PAGE:
^^^^
Kaplan-Meier (KM) estimates and, specifically, KM curves are common in most survival analyses when the goal is to compare two populations. They are the simplest way to compute survival over time (Clark et al., 2003a). KM estimates help to establish whether life expectancy is different for different populations who have different characteristics, or whether a specific treatment can be more advisable than others. Linked to this estimation, the hazard function indicates the probability of not surviving beyond a certain point in time.

The statistical significance of the resulting curves can be checked with the log-rank test (Clark et al., 2003a). This test compares the estimates of the hazard functions of the two groups at each observed event time under the null hypothesis that both groups share the same hazard functions. The original test assigns equal weight to early and late events. Modified versions use weighted functions. In particular, Peto-Peto’s log-rank test (Peto & Peto, 1972) assigns weights depending on the estimated percentile of the failure time distribution, giving higher weight to earlier events, and is commonly used within this group.
^^^^
INFORMATION PROVIDED:
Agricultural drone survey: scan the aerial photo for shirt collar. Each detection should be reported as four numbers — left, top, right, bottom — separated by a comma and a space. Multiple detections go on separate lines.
^^^^
EXERCISE DETAILS:
Answer from the Kaplan-Meier passage:
1. Which test can check the statistical significance of KM curves?
2. What does the hazard function indicate?
3. Which events does Peto-Peto's log-rank test give higher weight to?
The listing has no connection to the Kaplan-Meier passage.

ANSWER FOR THIS EXERCISE:
1. The log-rank test.
2. The probability of not surviving beyond a certain point in time.
3. Earlier events.